**PROBLEM TO WORK ON:** Filter the items below and copy every line that contains the string "ymax". The match is case-sensitive.
==============================
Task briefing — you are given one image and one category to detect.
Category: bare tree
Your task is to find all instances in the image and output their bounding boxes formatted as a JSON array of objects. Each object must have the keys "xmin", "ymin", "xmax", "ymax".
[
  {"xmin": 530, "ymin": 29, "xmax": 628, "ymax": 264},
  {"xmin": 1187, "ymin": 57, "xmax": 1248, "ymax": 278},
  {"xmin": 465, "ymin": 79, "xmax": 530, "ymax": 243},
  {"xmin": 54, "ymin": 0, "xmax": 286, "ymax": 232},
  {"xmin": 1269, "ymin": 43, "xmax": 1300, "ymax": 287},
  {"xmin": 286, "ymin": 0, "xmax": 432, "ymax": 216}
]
==============================
**RESPONSE TO THIS TASK:**
Your task is to find all instances in the image and output their bounding boxes formatted as a JSON array of objects. Each object must have the keys "xmin", "ymin", "xmax", "ymax".
  {"xmin": 530, "ymin": 29, "xmax": 628, "ymax": 264},
  {"xmin": 1187, "ymin": 57, "xmax": 1248, "ymax": 278},
  {"xmin": 465, "ymin": 79, "xmax": 530, "ymax": 243},
  {"xmin": 54, "ymin": 0, "xmax": 286, "ymax": 232},
  {"xmin": 1269, "ymin": 43, "xmax": 1300, "ymax": 287},
  {"xmin": 286, "ymin": 0, "xmax": 432, "ymax": 216}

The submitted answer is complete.